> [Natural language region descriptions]
_ _ _ _ _

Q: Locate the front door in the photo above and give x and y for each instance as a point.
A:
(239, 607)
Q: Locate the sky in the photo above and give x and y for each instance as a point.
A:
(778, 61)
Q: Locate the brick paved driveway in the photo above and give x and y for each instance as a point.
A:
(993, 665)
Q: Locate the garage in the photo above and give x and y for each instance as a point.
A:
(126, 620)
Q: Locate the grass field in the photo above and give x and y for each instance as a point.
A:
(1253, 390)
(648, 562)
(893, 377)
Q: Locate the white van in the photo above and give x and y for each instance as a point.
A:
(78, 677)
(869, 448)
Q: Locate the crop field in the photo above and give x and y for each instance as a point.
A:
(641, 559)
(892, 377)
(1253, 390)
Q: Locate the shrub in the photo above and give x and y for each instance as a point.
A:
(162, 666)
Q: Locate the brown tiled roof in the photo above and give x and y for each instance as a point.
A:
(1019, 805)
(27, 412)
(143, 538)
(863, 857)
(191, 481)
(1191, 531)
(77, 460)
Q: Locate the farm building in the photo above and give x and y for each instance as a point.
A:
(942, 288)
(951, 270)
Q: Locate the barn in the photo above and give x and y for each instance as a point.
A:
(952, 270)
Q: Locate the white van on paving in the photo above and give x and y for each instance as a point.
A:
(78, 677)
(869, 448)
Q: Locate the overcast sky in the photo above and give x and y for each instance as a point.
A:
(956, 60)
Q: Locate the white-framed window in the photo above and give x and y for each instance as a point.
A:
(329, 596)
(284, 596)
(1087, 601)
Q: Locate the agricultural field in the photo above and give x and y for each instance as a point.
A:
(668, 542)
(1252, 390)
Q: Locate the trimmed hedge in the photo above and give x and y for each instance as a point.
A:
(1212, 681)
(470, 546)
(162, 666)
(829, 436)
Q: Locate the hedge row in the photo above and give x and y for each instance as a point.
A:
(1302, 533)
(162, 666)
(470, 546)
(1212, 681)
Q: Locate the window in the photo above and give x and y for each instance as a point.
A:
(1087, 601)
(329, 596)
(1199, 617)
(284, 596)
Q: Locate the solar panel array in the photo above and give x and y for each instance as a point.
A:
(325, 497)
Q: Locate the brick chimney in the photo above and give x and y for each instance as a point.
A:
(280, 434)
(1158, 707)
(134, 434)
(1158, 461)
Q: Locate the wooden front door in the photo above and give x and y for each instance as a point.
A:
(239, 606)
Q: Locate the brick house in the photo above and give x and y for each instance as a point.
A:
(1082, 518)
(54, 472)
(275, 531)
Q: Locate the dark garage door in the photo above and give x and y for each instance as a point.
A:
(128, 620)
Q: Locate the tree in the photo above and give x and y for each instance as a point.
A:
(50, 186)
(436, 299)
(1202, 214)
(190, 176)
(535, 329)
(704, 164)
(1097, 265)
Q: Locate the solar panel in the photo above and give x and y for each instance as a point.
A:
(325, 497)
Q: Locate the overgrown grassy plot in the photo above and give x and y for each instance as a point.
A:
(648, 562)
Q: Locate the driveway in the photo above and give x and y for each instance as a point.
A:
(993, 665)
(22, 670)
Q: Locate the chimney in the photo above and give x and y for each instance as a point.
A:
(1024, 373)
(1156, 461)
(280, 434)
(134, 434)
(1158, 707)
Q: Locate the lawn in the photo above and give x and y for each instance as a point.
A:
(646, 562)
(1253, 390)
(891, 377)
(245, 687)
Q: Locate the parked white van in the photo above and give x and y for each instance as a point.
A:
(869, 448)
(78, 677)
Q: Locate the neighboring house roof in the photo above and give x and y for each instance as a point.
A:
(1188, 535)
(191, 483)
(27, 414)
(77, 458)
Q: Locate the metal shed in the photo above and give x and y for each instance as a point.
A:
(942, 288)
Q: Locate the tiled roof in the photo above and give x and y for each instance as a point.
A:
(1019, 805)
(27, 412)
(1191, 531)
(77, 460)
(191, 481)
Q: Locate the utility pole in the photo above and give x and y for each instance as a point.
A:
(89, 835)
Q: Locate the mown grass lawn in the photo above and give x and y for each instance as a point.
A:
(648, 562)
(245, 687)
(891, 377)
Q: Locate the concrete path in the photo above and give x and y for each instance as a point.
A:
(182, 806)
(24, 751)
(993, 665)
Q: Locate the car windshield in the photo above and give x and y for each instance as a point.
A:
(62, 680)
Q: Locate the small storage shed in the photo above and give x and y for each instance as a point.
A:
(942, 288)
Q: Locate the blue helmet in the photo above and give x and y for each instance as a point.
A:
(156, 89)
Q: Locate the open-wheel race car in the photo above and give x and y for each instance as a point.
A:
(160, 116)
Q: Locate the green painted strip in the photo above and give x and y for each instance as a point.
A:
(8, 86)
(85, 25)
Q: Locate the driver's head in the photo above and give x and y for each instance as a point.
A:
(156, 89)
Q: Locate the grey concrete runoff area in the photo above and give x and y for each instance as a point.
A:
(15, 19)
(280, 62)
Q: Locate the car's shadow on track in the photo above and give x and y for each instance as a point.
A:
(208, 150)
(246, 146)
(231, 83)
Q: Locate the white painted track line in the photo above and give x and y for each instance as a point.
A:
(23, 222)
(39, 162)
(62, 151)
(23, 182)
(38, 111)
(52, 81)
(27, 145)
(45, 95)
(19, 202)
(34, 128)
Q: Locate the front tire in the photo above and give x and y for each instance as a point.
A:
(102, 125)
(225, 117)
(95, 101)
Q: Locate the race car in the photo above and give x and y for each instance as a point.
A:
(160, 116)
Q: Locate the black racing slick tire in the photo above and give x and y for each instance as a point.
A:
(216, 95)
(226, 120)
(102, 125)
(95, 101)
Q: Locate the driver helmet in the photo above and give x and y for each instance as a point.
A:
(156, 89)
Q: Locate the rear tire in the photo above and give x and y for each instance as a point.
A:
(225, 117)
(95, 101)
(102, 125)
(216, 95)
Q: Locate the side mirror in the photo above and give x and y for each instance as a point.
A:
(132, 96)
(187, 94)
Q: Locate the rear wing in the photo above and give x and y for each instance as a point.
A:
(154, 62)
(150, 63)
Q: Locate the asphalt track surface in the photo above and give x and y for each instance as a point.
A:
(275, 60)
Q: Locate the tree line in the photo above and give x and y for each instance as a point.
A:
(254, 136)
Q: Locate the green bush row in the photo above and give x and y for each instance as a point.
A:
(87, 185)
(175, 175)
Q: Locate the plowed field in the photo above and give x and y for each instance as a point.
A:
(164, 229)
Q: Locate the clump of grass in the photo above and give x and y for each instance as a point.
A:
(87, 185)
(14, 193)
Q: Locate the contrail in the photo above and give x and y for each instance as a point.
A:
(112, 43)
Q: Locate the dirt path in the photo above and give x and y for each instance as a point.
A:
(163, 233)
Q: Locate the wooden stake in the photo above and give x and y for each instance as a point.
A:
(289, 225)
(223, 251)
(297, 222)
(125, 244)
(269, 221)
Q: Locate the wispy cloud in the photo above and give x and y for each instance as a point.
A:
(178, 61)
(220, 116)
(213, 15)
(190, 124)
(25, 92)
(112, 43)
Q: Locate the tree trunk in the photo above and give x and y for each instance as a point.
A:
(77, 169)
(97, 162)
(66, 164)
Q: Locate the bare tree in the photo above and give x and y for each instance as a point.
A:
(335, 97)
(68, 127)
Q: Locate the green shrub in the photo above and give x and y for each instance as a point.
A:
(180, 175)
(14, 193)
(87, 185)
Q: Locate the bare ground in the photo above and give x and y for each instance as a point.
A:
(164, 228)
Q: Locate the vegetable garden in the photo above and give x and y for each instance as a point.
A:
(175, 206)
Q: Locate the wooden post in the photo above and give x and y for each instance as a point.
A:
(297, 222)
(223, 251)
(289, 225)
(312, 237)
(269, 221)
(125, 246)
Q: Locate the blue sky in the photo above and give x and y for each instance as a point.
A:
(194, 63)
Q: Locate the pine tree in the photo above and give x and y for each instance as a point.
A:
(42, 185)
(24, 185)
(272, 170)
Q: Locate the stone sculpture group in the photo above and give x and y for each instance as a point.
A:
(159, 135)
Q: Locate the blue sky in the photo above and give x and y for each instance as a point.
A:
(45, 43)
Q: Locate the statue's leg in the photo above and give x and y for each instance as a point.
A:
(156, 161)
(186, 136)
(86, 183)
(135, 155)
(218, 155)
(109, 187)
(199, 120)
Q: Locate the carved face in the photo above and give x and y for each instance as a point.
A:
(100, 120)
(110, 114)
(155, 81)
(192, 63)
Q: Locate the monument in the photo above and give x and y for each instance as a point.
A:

_ _ _ _ _

> [Try it] Counting every line of the entries that holds the word "tiled", report the total and no other text.

> [Answer to this exercise] 2